━━━━━ Fragment dokumentu ━━━━━

Zrozumieć niezrozumiałe

Felieton

Zrozumieć niezrozumiałe

Generalnie lubię czytać wszystko, ale nigdy specjalnie nie ciągnęło mnie do stricte fantastyki.
Owszem miałam swego czasu literacki epizod ze Stanisławem Lemem i to co mnie w Nim fascynowało to fakt, że jako pisarz, filozof i futurolog wręcz wizjonersko w swych książkach stawiał pytania odnośnie nauki, technologii i kultury.
Jego obawy związane już wtedy z konsekwencjami rozwoju cywilizacji, dzisiaj stanowią palące kwestie szeroko omawiane
w przestrzeni publicznej na całym świecie. Cóż, choć nie poszłam dalej tą drogą i przez lata obracałam się w innych literackich kręgach, mogę jednak powiedzieć, że pociągało mnie zawsze w literaturze pojęcie czasu – nie do końca linearnego – czasu zaklętego, sennego, odrealnionego, w którym wyobraźnia gra pierwsze skrzypce. A więc poniekąd aura z elementami fantastycznymi. Nie umiałam tego kiedyś nazwać, dopiero z czasem odkryłam (kiedy zetknęłam się z terminem już nazwanym), że to nic innego jak >realizm magiczny<, który rezygnuje z dokładnego odzwierciedlania rzeczywistości, nawiązując do legend, mitów oraz dawnych wierzeń. W takiej narracji świata nie dziwią elementy nierzeczywiste, bowiem wszelkie nielogiczności stanowią swego rodzaju normę postrzegania rzeczywistości. Uwielbiam taki przekaz zarówno
w literaturze jak i w filmie… dlaczego? – bo wyciąga mnie z monotonnej rzeczywistości i zabiera w świat fantazji,
jednak  zakorzenionej w kulturze i tradycjach.

━━━━━ Zapisane wpisy ━━━━━

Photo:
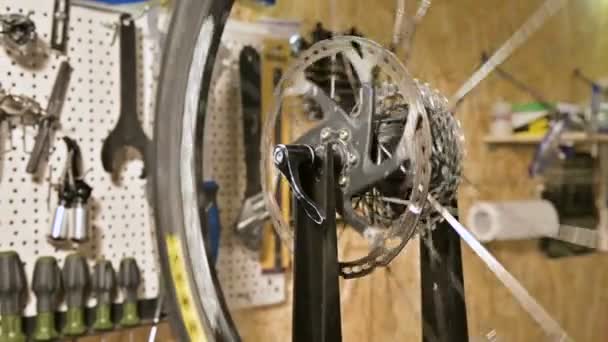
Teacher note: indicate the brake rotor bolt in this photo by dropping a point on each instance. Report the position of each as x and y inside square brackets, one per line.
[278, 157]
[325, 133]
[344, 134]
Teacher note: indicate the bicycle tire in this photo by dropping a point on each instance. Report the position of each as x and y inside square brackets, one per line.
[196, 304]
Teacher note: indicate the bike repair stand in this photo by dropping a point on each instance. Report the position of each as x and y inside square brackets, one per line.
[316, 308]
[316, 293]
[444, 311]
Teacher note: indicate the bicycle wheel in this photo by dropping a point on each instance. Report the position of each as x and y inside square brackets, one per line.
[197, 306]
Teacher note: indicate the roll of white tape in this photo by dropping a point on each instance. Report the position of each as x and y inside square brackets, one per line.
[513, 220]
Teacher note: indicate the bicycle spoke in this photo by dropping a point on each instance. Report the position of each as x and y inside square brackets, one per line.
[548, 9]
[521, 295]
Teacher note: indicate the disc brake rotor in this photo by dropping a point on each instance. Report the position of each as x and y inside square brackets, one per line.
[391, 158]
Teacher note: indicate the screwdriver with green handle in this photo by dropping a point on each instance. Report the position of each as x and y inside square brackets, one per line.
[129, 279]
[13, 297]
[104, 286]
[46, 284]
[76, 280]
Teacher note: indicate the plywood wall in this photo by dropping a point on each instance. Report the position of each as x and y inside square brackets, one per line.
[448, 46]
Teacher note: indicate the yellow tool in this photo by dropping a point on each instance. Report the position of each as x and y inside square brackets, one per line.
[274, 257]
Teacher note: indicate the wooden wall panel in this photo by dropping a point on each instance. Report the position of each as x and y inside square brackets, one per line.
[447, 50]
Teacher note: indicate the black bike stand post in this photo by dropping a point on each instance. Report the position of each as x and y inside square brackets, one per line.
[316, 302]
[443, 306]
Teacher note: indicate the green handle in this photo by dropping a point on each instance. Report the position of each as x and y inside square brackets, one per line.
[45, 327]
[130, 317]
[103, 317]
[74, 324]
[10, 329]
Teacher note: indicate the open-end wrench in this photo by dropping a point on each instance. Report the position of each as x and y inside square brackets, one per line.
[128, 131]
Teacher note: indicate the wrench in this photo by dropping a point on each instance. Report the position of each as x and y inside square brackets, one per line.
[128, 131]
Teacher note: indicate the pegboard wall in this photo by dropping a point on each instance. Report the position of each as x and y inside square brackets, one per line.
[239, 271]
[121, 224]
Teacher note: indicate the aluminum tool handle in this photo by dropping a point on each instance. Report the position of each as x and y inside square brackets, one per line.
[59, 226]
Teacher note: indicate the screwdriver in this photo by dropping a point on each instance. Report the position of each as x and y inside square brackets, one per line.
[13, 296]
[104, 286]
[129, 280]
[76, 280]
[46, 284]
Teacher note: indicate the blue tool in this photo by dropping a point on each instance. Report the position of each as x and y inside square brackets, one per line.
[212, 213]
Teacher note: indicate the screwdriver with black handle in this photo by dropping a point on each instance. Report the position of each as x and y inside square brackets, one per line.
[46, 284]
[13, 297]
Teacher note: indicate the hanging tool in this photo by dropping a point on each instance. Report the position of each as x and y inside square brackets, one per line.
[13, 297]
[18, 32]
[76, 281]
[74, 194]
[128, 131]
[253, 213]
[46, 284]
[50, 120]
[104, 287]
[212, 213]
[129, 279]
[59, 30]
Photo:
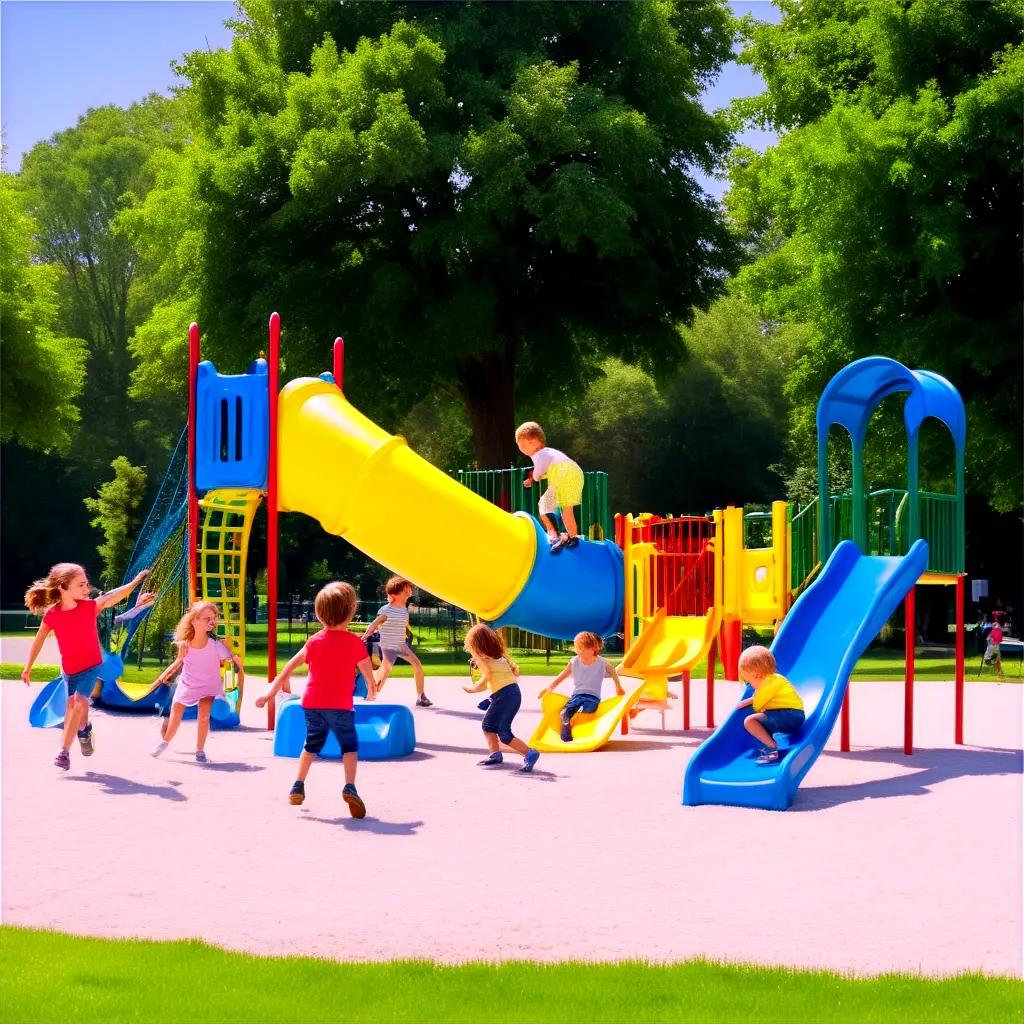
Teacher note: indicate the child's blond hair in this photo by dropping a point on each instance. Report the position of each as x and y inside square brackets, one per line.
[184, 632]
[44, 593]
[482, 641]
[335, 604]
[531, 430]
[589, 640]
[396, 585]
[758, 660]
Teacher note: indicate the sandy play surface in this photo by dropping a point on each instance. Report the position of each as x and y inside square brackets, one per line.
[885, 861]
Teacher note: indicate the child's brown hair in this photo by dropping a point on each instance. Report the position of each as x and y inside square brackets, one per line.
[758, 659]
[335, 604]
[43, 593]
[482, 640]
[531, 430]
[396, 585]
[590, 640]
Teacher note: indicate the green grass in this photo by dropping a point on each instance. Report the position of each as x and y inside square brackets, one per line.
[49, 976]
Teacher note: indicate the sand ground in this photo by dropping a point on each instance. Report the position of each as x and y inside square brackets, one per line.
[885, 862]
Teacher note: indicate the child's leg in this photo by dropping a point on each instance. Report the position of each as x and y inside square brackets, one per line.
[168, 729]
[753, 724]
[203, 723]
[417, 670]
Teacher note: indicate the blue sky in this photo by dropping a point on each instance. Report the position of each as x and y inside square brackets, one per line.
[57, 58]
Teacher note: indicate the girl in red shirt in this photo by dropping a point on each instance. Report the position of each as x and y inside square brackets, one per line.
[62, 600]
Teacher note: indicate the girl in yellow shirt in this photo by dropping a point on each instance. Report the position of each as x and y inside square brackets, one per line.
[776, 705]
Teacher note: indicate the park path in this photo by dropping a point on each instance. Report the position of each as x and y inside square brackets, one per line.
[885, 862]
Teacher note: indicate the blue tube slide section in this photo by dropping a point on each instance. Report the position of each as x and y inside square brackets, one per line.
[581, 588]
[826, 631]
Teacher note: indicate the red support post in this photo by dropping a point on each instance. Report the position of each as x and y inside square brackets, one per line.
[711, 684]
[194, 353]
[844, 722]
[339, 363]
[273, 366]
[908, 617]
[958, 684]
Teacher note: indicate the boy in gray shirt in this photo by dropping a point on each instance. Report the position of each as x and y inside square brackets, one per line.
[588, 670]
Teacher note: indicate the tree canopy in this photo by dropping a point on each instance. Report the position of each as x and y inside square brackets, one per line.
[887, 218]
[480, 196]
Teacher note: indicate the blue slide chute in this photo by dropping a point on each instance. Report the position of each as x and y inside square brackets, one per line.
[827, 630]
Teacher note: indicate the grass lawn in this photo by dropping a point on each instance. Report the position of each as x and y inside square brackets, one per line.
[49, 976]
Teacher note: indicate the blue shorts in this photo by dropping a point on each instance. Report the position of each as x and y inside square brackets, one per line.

━━━━━

Krótkie ćwiczenie. Proszę rozwinąć felieton o realizmie magicznym, pisząc dalej zaraz po jego ostatnim zdaniu. Wpisy nie mają związku z felietonem.

Wynik zadania.
Tym razem rzecz będzie o książkach – moich książkach –  z tagiem REALIZM MAGICZNY. Ale zanim… to krótko terminologicznie…  Realizm magiczny (z hiszp. realismo mágico) – to ruch literacki, którego najistotniejszą cechą charakterystyczną jest załamanie rzeczywistości przez fantastyczne wydarzenie, nakreślone w realistyczny sposób w narracji. Jako tendencja artystyczna ukształtowała się w Niemczech w latach 20. XX w., początkowo w sztukach plastycznych, a później zaadoptowana została na grunt literacki. Najszybciej przyjęła się w hiszpańskim obszarze językowym, stając się jednym
z głównych nurtów literatury iberoamerykańskiej.
Jako pierwszy użył tego terminu wenezuelski pisarz Arturo Uslar Pietri, w swojej pracy Listy i ludzie z Wenezueli, która została opublikowana w 1947r., ale przyznał później, że wyrażenie „magiczny realizm” zostało przyjęte nieświadomie.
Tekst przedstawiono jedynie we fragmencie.